__RECORDS SUPPLIED__

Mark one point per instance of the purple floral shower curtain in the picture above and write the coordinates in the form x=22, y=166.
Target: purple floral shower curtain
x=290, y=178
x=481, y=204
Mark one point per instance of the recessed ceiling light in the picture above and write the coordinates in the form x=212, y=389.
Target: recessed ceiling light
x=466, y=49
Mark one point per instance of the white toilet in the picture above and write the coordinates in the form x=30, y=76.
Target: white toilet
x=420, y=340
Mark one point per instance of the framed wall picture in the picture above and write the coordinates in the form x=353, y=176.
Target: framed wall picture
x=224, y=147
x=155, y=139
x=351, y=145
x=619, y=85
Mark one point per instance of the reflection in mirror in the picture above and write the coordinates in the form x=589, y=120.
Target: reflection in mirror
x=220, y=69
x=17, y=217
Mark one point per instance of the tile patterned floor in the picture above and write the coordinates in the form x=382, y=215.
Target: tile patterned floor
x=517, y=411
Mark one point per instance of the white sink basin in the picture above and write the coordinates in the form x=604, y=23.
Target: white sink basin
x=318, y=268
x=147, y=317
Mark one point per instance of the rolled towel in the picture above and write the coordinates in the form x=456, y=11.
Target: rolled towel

---

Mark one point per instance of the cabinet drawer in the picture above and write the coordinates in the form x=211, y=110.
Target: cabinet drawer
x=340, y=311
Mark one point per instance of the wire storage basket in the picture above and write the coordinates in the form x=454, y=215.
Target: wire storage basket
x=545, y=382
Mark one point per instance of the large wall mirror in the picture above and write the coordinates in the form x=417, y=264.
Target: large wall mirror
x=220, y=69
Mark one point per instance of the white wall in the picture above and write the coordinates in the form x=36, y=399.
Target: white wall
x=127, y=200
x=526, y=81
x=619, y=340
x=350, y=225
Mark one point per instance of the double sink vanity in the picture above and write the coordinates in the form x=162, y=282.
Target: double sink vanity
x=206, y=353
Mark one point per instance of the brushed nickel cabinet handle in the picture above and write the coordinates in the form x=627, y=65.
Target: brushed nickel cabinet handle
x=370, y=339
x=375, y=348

__WRITTEN TASK__
Copy out word for word every line above, from the one containing "Mark one point per instance of the reflection" down to the one containing "x=517, y=411", including both of those lines.

__ANSWER FOR THE TASK__
Mark one point per instance of the reflection in mirror in the picture above and write the coordinates in the form x=589, y=120.
Target: reflection in mirror
x=220, y=69
x=17, y=217
Mark one point per instance of the tile patterned floor in the picture above and write the coordinates in the form x=382, y=215.
Target: tile patterned floor
x=517, y=411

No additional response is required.